- [TASK TO COMPLETE]: Transcribe the records that follow in their entirety, omitting any pictures.

* * *

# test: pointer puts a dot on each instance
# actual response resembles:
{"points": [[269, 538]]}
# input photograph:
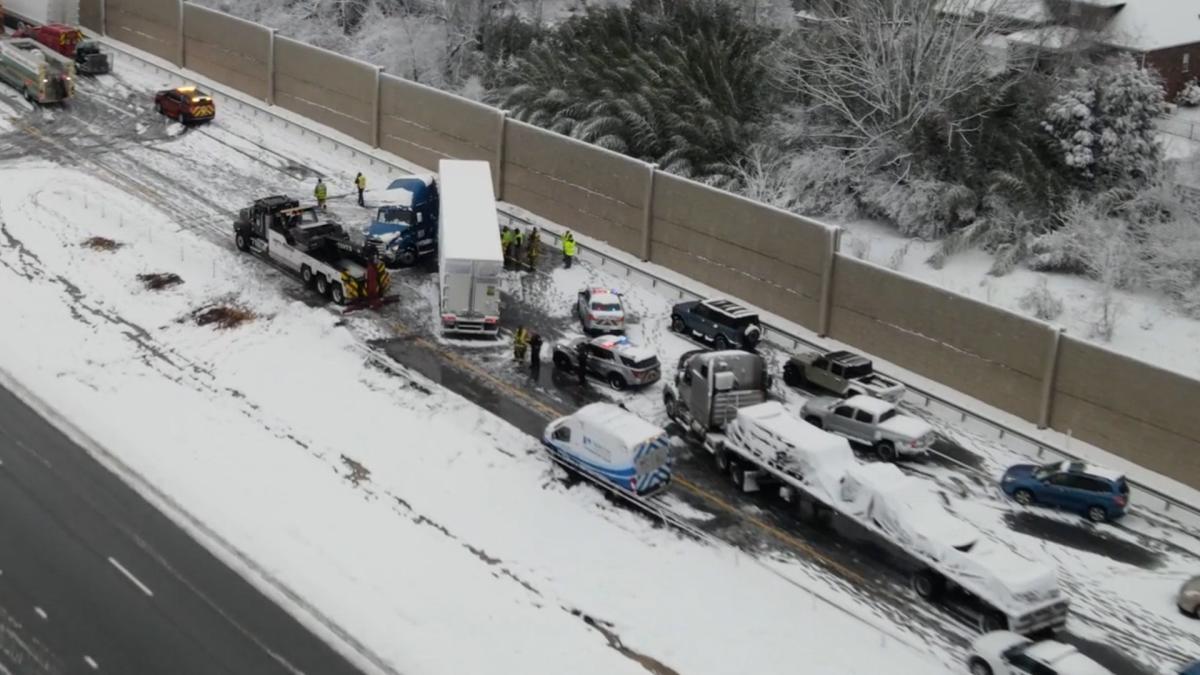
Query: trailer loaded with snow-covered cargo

* * *

- [SOLUTION TO THIS TASK]:
# test: pointer puts a dot on each instance
# actual response resembles:
{"points": [[269, 538]]}
# input photograph:
Query: trailer loaded with snow-covered cargo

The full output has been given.